Angezeigter Text |
::::
Es ist nicht zufällig, was dir jetzt eingefallen ist. Das hat mit deiner Prägung zu tun. Unsere Einfälle, unsere Assoziationen verraten viel über uns selbst.

Was fällt heutigen Menschen zum Wort Gott ein? Alter Mann mit Bart, Langeweile, Oma, altmodisch, überholt, eng, kleinkariert, konservativ,

Spaßverderber, schlechtes Gewissen, Richter, strenger Über-Vater, religiöse Fanatiker, Einbildung, fraglich, nicht beweisbar…

  Vergessen wir einmal unsere Gedankenketten. Überlegen wir stattdessen, was Jesus einfällt, wenn er von Gott redet? Welche Gedankenkette können wir bei Jesus wahrnehmen? Nehmen wir dabei an, dass Jesus von Gott viel mehr versteht als wir. Aus seinen Gleichnissen können wir folgende Gedanken erschließen:

Gott hat für Jesus mit Freude zu tun. Freut euch mit mir! Denn ich habe mein Schaf gefunden, das verloren war. Gott ist eine Überraschung. Unverhoffter Schatz. Kostbare Perle. Abenteuer. Spannung. Barmherziger Vater. Offene Arme. Gutes Essen. Fest. Tanz. Lasst uns essen und fröhlich sein. Hochzeit. Das ganze Leben ändert sich. Ein Herz für die Armen, Leidenden, Schwachen. Versöhnung. Freiheit ohne Zwang. Liebe. Unbedingte Güte. All das verbindet Jesus mit Gott, den er als vertrauensvollen Papa anredet.
::::
Daten zur Punktverortung in Bildern |
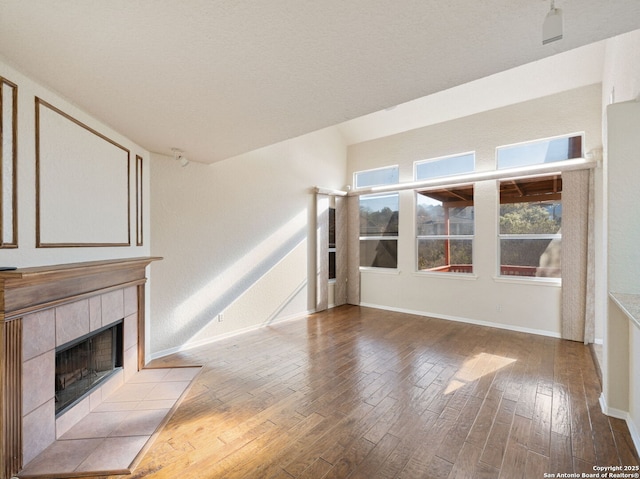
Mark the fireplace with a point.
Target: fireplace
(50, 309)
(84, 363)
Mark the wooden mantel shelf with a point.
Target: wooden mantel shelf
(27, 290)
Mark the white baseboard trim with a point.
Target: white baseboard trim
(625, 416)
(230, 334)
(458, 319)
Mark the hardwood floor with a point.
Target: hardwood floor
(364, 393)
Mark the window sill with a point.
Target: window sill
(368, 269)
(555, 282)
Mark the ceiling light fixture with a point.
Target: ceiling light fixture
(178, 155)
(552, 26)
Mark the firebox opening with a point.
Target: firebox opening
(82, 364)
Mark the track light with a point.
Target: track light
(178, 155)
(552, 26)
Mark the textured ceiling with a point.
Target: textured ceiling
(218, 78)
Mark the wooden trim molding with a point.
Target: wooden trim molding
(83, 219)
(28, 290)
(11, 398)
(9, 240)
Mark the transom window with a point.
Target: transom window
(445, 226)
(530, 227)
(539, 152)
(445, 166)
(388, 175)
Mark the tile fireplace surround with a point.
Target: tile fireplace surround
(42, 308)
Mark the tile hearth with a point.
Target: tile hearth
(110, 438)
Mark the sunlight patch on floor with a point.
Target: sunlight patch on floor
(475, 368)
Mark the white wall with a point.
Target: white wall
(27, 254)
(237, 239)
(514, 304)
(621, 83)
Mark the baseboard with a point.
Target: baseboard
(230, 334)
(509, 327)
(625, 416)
::::
Arbeitsfragen |
1) Schreib bitte sämtliche Sätze aus dem Text über Gottesbilder heraus, die mit einem Fragezeichen enden.
2) Setze den Text über Gottesbilder im selben Ton nach seinem letzten Satz fort.

Antworten |
1)
- Was fällt heutigen Menschen zum Wort Gott ein?
- Überlegen wir stattdessen, was Jesus einfällt, wenn er von Gott redet?
- Welche Gedankenkette können wir bei Jesus wahrnehmen?

2)
Wenn ihr heute versprecht, dass ihr euch auf Jesus Christus einlassen wollt, dann stimmt ihr seinen Gedanken über Gott zu. Als Christen, die Jesus Christus nachfolgen wollen, lassen wir unsere Gedanken über Gott immer wieder durch Jesus korrigieren.

Gott ist nicht ein Teil von uns. Er ist kein Teil unserer Seele. Er ist auch kein Gegenstand dieser Welt. Er lässt sich mit der Vernunft nicht fassen. Wir, gefangen in Dornen, wir mit all unseren Grenzen, können Gott nicht finden. Aber er sucht und findet uns. Wir können Gott nie ganz begreifen, aber er ergreift uns, hebt uns aus den Dornen, trägt uns schenkt Geborgenheit und neuen Lebensmut.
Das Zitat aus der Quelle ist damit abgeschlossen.